Composta dagli Ill.mi Sigg.ri Magistrati:

Dott. MOCCI Mauro – Presidente –

Dott. CONTI Roberto Giovanni – Consigliere –

Dott. LA TORRE Maria Enza – Consigliere –

Dott. DELLI PRISCOLI Lorenzo – rel. Consigliere –

Dott. CAPOZZI Raffaele – Consigliere –

ha pronunciato la seguente:

ORDINANZA

sul ricorso 30747-2018 proposto da:

C.V., elettivamente domiciliato in ROMA, PIAZZA CAVOUR

presso la CANCELLERIA della CORTE di CASSAZIONE, rappresentato e

difeso dall’avvocato FRANCESCO LA MALFA;

– ricorrente –

contro

SINDACO del COMUNE di MILANO SETTORE FINANZE ED ONERI TRIBUTARI;

– intimato –

avverso la sentenza n. 1064/8/2018 della COMMISSIONE TRIBUTARIA

REGIONALE della LOMBARDIA, depositata il 13/03/2018;

udita la relazione della causa svolta nella camera di consiglio non

partecipata del 27/02/2020 dal Consigliere Relatore Dott. DELLI

PRISCOLI LORENZO.

Fatto

FATTI DI CAUSA

Considerato che:

la Commissione Tributaria Provinciale rigettava il ricorso della parte contribuente e la Commissione Tributaria Regionale ne respingeva l’appello osservando che l’avviso di accertamento era stato consegnato tempestivamente dal Comune agli uffici delle Poste italiane il 31 dicembre 2014 come provato dalla ricevuta recante lo specifico numero identificativo della raccomandata di spedizione con la conseguenza che la notifica dell’atto impositivo è avvenuta nei termini di legge stante il fatto che il dies a quo era quello di consegna/spedizione tramite il servizio postale;

la parte contribuente proponeva ricorso affidato ad un unico motivo di impugnazione mentre il comune di Milano non si costituiva.
◆ ◆ ◆ ◆ ◆ ◆ ◆
### [Compito proposto 1]
Traduci in inglese questa frase dell'ordinanza: «la parte contribuente proponeva ricorso affidato ad un unico motivo di impugnazione mentre il comune di Milano non si costituiva.»
L'ordinanza riportata sopra e le righe che seguono sono materiali del tutto indipendenti.
◆ ◆ ◆ ◆ ◆ ◆ ◆
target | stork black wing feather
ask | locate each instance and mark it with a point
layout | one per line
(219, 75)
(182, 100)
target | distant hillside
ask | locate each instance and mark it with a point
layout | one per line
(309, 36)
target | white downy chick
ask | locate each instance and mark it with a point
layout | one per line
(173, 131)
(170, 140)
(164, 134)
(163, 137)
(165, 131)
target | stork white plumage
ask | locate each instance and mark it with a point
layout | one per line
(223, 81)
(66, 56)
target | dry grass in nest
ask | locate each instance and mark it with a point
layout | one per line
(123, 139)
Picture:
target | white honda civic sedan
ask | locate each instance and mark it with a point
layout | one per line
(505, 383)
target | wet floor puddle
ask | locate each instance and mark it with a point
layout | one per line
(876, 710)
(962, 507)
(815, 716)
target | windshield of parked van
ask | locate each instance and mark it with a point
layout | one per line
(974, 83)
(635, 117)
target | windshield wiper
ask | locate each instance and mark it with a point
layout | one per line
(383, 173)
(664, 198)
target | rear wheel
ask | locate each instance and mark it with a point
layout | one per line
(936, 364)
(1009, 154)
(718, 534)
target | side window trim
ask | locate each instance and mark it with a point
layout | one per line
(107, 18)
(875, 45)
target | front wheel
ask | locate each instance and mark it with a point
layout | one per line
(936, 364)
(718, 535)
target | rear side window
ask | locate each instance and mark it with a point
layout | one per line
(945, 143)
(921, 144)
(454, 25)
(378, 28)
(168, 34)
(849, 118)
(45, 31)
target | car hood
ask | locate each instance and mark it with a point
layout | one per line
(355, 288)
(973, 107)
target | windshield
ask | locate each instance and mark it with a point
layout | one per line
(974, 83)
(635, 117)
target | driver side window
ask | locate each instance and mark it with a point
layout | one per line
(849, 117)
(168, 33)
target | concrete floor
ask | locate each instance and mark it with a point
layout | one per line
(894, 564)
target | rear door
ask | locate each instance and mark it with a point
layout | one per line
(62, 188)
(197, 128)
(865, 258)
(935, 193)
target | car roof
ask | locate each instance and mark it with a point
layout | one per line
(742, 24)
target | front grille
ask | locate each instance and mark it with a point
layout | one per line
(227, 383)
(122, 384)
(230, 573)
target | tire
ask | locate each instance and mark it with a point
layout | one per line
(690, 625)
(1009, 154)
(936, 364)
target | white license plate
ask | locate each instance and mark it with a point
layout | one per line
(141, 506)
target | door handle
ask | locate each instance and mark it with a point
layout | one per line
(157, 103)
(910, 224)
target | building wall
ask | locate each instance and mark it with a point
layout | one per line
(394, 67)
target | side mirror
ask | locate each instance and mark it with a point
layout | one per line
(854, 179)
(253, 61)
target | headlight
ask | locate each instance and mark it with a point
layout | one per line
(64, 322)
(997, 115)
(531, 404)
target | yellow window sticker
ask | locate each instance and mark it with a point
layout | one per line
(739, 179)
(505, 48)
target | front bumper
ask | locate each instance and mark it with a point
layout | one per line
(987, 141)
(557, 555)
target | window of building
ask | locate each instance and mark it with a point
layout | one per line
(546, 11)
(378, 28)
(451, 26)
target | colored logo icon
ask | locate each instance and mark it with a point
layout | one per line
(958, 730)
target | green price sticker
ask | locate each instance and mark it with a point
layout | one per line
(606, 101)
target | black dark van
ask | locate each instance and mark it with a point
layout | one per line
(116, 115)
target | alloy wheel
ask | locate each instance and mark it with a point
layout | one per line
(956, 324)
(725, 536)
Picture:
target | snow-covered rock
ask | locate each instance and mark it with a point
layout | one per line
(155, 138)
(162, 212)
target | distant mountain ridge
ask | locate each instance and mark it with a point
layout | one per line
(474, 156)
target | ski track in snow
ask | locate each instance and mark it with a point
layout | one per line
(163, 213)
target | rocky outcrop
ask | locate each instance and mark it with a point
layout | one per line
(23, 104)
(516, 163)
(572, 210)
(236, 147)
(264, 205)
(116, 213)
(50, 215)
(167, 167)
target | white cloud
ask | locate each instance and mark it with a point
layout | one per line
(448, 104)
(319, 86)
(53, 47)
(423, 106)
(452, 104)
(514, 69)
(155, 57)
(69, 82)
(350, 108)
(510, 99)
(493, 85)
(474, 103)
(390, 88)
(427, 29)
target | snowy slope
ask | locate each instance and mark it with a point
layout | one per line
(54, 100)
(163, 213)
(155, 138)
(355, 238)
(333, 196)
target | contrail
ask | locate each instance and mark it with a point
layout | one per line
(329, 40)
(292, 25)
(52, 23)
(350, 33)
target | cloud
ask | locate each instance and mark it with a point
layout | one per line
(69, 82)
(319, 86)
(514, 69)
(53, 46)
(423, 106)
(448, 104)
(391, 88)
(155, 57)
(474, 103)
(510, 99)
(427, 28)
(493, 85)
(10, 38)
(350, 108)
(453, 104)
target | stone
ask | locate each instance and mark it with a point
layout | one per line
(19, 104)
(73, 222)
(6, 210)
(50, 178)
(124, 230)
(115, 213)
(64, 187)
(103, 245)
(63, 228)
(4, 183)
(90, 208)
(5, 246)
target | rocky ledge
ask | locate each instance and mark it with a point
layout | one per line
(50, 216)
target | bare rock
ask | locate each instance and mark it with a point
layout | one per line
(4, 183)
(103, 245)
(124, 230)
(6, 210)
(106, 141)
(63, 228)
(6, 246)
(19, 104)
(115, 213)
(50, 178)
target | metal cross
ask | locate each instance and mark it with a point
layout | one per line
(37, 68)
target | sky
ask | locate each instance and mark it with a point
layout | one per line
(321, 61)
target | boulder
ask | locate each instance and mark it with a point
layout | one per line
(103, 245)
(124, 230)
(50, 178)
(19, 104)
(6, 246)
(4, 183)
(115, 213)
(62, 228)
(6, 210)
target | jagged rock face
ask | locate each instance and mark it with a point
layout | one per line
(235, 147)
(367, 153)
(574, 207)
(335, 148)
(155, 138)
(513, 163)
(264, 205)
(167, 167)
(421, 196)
◆ ◆ ◆ ◆ ◆ ◆ ◆
### [Compito proposto 2]
Indica il numero di righe che contengono la stringa "distant", distinguendo tra maiuscole e minuscole, e scrivi soltanto il numero.

### [Risultato corretto 1]
The taxpayer filed an appeal based on a single ground of challenge, while the Municipality of Milan did not enter an appearance.

### [Risultato corretto 2]
2